====== Excerpted records
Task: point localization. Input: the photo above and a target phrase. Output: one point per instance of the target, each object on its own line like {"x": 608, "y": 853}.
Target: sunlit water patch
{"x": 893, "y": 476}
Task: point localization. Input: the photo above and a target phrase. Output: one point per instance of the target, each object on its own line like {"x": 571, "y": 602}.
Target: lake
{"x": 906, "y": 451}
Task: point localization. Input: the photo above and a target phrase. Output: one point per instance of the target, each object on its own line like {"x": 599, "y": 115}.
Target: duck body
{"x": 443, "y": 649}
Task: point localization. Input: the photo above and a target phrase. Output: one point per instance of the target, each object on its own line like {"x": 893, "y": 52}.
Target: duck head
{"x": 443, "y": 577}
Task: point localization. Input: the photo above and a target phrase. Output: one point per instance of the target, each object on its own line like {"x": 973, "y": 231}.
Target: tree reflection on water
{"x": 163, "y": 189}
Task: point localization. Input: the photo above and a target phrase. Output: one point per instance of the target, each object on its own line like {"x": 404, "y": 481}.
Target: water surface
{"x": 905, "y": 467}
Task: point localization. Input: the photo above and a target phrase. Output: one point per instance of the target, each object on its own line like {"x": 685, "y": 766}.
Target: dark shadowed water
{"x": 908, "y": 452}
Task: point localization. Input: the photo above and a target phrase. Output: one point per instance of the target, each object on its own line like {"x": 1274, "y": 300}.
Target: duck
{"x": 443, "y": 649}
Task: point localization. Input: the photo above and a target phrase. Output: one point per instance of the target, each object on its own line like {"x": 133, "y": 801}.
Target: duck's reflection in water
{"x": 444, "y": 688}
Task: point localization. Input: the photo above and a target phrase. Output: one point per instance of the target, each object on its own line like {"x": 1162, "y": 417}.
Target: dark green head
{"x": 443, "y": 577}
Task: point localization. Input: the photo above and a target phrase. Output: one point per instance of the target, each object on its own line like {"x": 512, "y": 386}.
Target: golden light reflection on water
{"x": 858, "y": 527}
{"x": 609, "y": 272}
============
====== Excerpted records
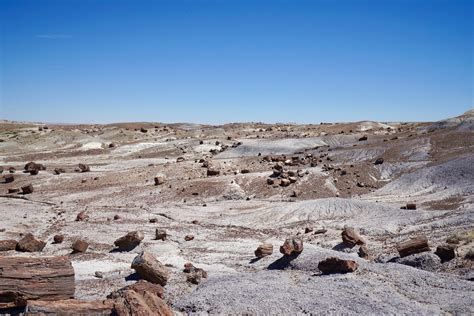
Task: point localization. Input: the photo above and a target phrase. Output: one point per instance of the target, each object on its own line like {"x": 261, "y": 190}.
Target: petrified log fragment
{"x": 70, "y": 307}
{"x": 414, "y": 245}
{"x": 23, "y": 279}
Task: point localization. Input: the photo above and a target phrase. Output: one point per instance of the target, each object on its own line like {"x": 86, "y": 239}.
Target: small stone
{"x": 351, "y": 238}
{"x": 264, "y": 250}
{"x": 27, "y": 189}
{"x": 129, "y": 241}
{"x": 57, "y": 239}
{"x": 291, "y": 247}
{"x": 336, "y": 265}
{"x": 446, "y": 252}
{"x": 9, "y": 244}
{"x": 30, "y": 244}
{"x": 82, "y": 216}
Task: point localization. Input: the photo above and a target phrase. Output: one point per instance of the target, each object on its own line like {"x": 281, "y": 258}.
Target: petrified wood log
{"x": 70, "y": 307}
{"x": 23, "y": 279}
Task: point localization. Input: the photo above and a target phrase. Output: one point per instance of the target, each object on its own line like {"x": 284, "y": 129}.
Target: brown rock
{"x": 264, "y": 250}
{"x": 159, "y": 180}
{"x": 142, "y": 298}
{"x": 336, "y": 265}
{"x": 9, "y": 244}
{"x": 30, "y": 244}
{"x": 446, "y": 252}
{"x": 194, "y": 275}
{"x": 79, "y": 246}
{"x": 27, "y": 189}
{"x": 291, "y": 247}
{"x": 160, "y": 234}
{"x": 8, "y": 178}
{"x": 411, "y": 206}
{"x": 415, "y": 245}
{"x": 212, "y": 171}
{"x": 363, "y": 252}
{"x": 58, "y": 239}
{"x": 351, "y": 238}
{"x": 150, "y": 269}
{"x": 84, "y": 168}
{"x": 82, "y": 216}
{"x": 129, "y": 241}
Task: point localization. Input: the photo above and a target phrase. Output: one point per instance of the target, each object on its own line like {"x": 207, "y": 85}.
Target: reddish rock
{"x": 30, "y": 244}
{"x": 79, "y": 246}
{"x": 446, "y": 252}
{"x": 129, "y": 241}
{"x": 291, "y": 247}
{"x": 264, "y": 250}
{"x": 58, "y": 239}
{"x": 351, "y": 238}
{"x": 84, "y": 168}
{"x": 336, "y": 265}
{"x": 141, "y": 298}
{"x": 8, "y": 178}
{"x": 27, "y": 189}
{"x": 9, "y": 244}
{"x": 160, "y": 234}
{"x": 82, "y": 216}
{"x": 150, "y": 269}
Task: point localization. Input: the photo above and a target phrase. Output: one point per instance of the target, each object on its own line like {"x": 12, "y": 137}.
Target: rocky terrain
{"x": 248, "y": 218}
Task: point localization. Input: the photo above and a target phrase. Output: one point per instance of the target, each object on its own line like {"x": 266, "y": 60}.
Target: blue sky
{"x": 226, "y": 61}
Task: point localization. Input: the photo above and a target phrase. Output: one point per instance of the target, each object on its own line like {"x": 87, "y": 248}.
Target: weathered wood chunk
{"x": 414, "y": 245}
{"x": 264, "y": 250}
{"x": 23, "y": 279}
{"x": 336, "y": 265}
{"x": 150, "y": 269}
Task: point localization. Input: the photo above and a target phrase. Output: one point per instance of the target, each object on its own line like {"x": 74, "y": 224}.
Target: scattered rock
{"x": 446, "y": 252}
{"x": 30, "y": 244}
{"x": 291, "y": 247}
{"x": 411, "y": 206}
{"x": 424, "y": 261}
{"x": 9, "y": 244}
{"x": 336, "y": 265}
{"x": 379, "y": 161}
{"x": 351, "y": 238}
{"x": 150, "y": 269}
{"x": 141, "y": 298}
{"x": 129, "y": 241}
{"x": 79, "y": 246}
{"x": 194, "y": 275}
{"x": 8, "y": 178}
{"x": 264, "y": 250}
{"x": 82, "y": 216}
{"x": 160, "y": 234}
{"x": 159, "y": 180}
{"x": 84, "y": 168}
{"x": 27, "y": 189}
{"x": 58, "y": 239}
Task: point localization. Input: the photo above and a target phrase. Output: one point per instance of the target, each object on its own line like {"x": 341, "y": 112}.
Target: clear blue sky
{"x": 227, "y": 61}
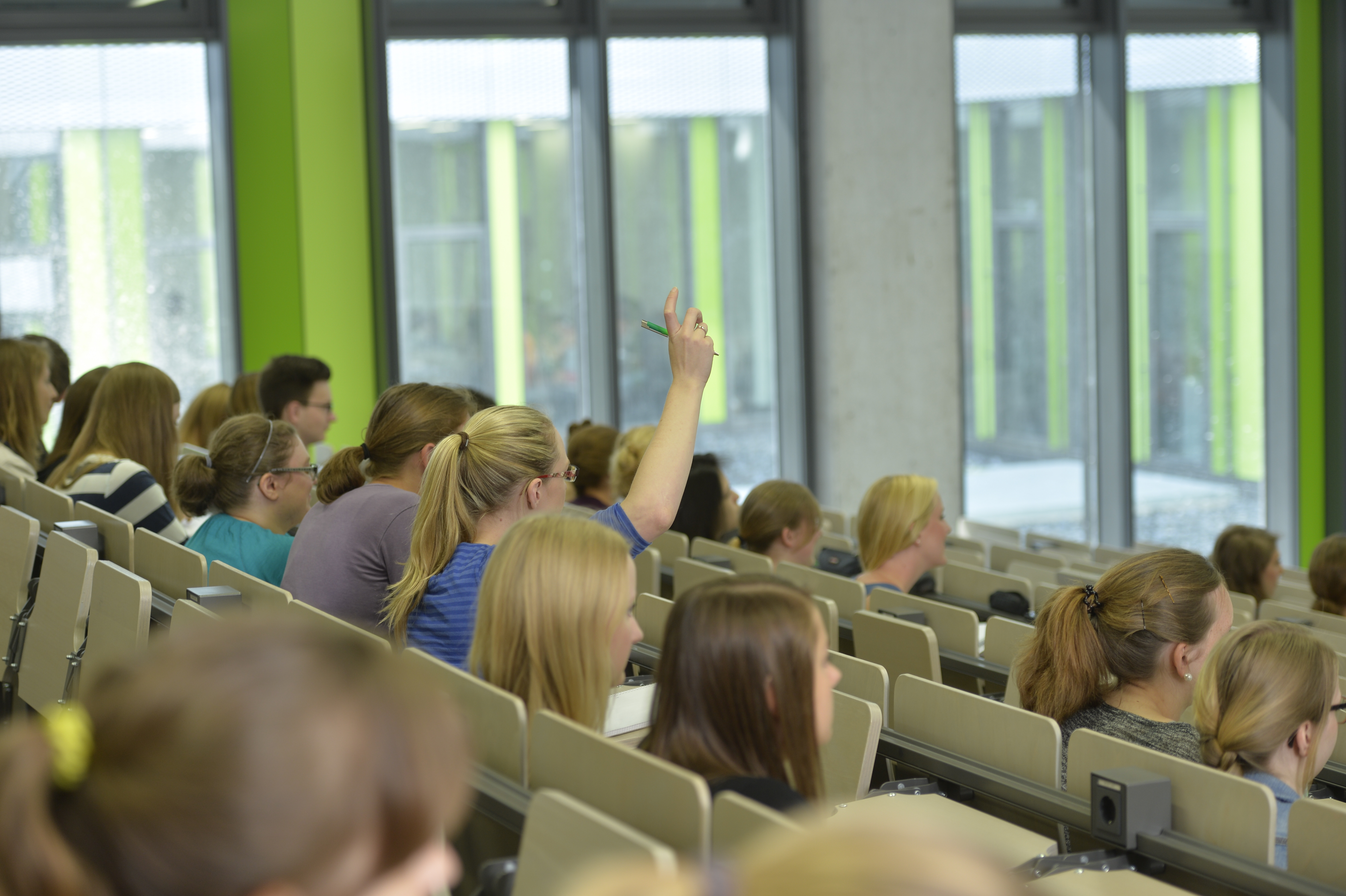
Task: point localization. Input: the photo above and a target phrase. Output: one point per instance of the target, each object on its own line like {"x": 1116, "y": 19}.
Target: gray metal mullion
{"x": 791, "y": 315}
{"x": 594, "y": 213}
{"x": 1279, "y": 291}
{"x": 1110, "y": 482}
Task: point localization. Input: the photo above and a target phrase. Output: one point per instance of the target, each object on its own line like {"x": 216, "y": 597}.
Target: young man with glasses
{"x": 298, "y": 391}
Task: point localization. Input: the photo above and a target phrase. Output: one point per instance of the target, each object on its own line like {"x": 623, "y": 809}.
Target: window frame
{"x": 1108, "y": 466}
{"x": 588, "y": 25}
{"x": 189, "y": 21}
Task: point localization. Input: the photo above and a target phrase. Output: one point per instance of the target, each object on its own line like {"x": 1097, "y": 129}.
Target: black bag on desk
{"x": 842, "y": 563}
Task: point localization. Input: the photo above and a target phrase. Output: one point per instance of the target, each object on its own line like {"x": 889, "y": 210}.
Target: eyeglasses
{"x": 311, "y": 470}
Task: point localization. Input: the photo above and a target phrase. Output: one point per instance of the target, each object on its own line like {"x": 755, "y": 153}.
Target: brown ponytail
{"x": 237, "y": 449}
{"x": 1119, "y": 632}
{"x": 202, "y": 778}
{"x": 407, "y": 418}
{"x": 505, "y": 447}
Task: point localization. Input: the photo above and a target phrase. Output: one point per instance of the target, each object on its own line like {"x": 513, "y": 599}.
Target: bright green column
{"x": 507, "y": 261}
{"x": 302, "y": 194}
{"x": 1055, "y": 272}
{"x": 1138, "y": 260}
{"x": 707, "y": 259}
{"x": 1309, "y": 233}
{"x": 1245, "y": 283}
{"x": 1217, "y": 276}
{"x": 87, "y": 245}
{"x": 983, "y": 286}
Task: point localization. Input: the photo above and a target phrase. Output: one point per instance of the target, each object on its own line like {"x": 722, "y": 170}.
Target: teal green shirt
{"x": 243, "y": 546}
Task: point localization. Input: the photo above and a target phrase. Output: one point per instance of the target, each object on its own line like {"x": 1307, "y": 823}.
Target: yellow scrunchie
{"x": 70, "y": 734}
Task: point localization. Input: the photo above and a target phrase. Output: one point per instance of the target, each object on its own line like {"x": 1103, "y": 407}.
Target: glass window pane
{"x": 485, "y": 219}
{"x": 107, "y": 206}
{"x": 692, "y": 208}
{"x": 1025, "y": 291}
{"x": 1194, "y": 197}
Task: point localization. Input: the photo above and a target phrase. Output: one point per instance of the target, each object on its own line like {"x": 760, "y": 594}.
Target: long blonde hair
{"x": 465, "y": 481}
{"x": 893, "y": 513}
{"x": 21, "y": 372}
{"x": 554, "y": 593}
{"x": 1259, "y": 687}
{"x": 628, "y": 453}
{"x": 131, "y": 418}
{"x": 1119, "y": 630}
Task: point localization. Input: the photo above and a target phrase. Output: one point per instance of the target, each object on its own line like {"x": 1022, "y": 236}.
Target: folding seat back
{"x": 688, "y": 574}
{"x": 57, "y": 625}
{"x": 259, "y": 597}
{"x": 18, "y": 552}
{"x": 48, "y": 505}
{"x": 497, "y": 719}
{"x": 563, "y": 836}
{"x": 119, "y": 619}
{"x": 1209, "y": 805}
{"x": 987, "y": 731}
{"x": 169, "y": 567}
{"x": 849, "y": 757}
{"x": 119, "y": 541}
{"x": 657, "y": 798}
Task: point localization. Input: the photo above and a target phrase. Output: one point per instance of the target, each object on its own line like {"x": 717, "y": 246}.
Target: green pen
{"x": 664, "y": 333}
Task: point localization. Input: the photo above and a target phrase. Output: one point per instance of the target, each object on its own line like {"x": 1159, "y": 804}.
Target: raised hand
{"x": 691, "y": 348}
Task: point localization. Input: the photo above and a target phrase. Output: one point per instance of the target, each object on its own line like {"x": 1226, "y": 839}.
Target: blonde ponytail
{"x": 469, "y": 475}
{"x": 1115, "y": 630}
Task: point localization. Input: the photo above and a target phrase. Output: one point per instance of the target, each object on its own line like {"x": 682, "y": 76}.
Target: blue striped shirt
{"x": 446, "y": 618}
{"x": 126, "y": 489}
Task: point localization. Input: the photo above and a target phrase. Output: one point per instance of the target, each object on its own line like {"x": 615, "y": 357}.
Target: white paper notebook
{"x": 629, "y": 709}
============
====== Excerpted records
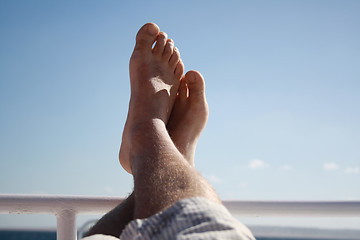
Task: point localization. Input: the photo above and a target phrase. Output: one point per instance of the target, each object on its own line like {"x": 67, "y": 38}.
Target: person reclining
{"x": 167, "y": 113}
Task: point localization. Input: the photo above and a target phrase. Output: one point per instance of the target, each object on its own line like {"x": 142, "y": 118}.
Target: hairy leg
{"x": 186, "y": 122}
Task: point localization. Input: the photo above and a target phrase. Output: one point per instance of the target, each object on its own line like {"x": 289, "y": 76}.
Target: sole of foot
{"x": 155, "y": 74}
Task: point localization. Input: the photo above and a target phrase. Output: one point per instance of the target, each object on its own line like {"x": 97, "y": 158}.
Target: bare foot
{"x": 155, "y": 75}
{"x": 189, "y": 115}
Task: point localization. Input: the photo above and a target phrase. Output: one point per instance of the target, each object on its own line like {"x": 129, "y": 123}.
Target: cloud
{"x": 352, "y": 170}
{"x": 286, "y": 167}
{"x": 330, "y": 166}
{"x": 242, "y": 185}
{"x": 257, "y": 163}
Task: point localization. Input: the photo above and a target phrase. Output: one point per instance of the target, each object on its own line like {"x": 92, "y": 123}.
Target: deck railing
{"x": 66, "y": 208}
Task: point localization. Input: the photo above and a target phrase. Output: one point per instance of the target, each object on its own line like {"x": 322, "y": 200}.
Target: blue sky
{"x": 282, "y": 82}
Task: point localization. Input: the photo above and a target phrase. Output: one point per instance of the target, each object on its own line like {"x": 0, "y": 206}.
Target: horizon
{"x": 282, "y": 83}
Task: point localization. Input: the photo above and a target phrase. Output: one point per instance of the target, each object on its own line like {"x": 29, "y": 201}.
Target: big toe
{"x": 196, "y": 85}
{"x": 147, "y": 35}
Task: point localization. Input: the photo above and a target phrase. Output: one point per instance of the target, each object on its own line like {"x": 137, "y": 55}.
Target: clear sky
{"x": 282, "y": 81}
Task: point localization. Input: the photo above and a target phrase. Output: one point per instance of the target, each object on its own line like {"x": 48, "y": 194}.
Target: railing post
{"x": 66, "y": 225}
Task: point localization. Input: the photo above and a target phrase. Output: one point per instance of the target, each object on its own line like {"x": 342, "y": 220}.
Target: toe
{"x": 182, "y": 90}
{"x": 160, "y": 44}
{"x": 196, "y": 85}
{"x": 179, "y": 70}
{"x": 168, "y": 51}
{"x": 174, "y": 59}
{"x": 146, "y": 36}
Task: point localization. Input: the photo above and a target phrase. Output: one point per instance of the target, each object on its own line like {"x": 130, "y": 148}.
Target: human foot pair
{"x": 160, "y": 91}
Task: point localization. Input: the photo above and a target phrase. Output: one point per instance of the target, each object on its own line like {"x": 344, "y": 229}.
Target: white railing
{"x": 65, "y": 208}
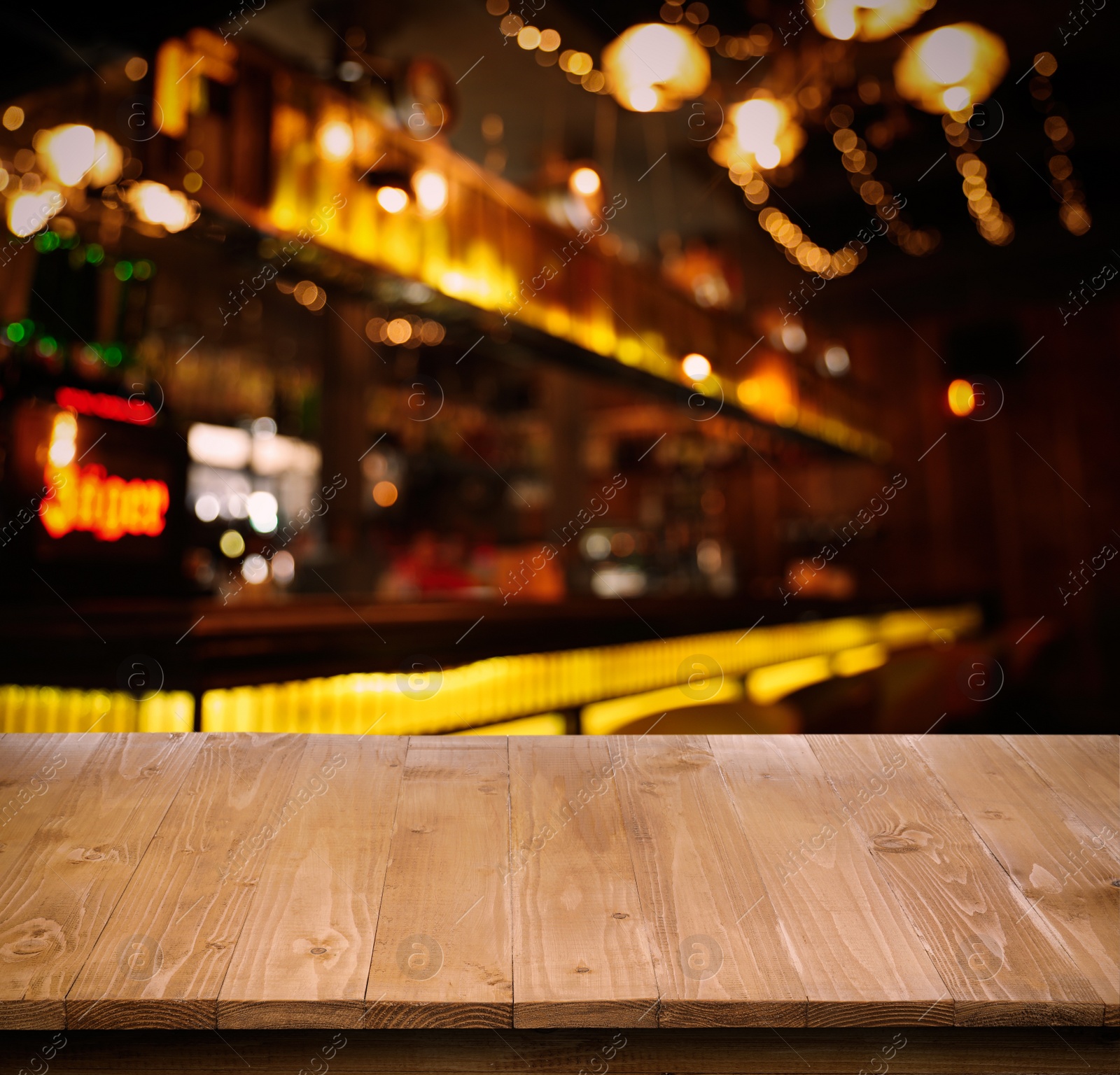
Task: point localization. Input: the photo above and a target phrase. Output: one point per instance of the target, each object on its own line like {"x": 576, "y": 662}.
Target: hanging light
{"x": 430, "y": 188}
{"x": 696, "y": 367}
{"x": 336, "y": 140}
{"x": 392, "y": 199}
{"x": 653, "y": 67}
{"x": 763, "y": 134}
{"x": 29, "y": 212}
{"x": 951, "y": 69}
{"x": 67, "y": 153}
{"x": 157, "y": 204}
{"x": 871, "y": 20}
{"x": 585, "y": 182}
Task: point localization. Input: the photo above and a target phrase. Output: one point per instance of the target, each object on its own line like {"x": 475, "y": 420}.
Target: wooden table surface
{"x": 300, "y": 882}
============
§ Problem statement
Locate every line in the records above that contains the word "reflection" and copy each of those lines out in full.

§ Response to this exercise
Target: tree reflection on water
Target: duck's reflection in water
Target: golden light reflection on water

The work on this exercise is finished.